§ **TEXT PASSAGE**:
========
Zelman conducts her own survey, which has a higher sample size spanning 15% of homebuilders, and it showed a sales increase of 6% year over year, she said.
While builders have talked a lot about cutting prices and incentives, the median price of a new home sold in August was $413,500, in increase of 1.9% year over year. In a separate survey on builder sentiment from the National Association of Home Builders, 39% of builders reported cutting prices in September, up from 37% in August and the highest percentage in the post-Covid period.
New home sales were strongest in the Northeast, where overall new construction is low, so swings can be large. It was also strong in the South, where homebuilding is busiest. Sales, while higher, were weakest in the West, where prices are highest.
========
§ **INFORMATION PROVIDED**:

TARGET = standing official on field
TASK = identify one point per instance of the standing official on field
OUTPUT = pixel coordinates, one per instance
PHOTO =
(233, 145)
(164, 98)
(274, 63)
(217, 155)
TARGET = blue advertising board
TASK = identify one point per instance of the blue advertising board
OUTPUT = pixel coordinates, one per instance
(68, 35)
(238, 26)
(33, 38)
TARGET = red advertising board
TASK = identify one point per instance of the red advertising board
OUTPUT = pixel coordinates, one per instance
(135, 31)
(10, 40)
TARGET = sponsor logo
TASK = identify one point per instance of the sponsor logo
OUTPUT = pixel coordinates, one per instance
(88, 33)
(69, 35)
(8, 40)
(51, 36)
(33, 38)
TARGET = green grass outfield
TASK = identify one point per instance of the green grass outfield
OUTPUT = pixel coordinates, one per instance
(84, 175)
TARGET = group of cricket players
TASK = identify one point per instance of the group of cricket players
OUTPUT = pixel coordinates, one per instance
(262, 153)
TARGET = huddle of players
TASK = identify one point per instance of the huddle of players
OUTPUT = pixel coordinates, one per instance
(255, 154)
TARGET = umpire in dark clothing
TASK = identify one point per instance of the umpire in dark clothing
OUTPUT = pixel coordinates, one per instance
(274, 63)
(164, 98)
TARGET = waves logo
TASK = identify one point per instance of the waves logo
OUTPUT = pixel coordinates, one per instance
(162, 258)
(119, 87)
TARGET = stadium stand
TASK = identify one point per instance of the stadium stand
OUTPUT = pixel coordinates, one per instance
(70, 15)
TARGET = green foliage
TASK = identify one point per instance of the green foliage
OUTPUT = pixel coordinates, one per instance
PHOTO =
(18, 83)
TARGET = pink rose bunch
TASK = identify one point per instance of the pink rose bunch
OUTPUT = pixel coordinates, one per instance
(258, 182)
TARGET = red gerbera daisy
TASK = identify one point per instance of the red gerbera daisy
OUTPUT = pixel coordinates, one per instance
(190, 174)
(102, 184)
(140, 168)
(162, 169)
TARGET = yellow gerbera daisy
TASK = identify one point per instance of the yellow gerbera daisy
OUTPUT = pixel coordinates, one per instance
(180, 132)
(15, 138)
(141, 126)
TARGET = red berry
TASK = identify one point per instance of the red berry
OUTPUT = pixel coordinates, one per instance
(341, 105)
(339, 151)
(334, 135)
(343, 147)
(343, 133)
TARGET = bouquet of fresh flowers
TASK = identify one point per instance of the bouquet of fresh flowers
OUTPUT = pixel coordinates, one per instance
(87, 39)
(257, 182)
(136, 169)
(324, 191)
========
§ **YOUR GOAL**: Continue the passage on new home sales, picking up after its final sentence. The material plays no part in what comes next.

§ **WRITTEN ANSWER**:
“While a volatile figure each month and always best to smooth out, I have to believe that the elevated level of home builder incentives was the main catalyst for the large upside surprise to new home sales,” wrote Peter Boockvar, chief investment officer of One Point BFG Wealth Partner. “And we’ll, of course, see the impact of lower mortgage rates when the September figure comes out, but keep in mind, if mortgage rates continue down … builders will then reduce the pace at which they are implementing incentives and thus possibly offsetting the benefit of lower mortgage rates for new homes.”
Strong sales took inventory down to a 7.4-month supply in August from a nine-month supply in July, a nearly 18% drop. Single-family housing starts and permits slowed in August both from July and from August of last year. This would seem to indicate that builders expected slower sales.